WORK TO COMPLETE: Every record below is to be retyped exactly.

DATA TO PROCESS:
○ ○ ○ ○ ○ ○ ○

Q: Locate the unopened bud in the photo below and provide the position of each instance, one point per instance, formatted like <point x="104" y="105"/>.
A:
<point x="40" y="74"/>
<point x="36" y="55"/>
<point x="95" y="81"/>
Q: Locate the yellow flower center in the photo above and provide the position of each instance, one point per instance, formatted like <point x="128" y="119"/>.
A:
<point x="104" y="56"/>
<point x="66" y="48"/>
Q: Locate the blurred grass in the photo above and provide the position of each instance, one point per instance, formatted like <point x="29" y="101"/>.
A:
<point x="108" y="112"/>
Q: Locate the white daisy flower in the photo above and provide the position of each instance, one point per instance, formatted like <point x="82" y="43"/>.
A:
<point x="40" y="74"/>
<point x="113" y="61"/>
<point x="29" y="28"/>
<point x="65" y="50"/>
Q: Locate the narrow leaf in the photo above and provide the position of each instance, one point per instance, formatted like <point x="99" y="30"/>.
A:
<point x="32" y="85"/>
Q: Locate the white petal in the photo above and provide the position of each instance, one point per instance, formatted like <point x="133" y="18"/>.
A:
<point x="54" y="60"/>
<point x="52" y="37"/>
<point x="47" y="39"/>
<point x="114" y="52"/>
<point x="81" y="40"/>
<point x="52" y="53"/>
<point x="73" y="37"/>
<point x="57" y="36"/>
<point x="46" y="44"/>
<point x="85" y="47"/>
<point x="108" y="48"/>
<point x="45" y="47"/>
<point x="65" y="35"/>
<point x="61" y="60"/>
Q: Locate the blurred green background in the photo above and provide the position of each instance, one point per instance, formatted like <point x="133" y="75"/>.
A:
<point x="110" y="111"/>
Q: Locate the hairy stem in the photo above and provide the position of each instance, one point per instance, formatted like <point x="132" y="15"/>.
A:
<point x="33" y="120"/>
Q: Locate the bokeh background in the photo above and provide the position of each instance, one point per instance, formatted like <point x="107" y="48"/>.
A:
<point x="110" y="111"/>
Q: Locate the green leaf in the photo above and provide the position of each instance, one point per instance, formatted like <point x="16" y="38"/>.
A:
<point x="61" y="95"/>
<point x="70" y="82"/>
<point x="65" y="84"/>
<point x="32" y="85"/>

○ ○ ○ ○ ○ ○ ○

ANSWER:
Q: Locate the unopened bud in the photo below and provide the position of each instance, one point per instance, formatted like <point x="104" y="105"/>.
A:
<point x="40" y="74"/>
<point x="36" y="55"/>
<point x="95" y="81"/>
Q: Locate the yellow flower center in the photo above and provide the position of each instance, one point per instance, formatted like <point x="128" y="119"/>.
A:
<point x="104" y="56"/>
<point x="66" y="48"/>
Q: Locate the blurred grass in the photo above and provide the position of each instance, one point per instance, formatted like <point x="29" y="101"/>.
A:
<point x="108" y="112"/>
Q: Locate the white daisy flower in the photo above and provide the position of each instance, one point per instance, formatted like <point x="82" y="43"/>.
A:
<point x="40" y="74"/>
<point x="113" y="61"/>
<point x="29" y="28"/>
<point x="65" y="50"/>
Q: Locate the narrow leaf in the photo above and provide the position of each instance, one point per instance, formatted like <point x="99" y="30"/>.
A:
<point x="32" y="85"/>
Q: Locate the white petal in the photo above and provide the position of each instance, one point per instance, formatted like <point x="133" y="18"/>.
A:
<point x="54" y="60"/>
<point x="52" y="37"/>
<point x="47" y="39"/>
<point x="114" y="52"/>
<point x="81" y="40"/>
<point x="52" y="53"/>
<point x="73" y="37"/>
<point x="57" y="36"/>
<point x="46" y="44"/>
<point x="85" y="47"/>
<point x="108" y="48"/>
<point x="45" y="47"/>
<point x="65" y="35"/>
<point x="61" y="60"/>
Q: Locate the blurred green background in the photo above and provide the position of each instance, one point per instance, formatted like <point x="133" y="75"/>.
A:
<point x="110" y="111"/>
Q: Locate the hairy stem in the photo above and provide the position of each instance, one point per instance, formatted like <point x="132" y="15"/>.
A:
<point x="33" y="120"/>
Q: Locate the bokeh background in the photo above and provide the position of each instance, one point per instance, formatted like <point x="107" y="48"/>.
A:
<point x="110" y="111"/>
Q: Locate the green leaf in the photo above and provide the position of each instance, one point per instance, formatted like <point x="16" y="38"/>.
A:
<point x="61" y="95"/>
<point x="70" y="82"/>
<point x="65" y="84"/>
<point x="32" y="85"/>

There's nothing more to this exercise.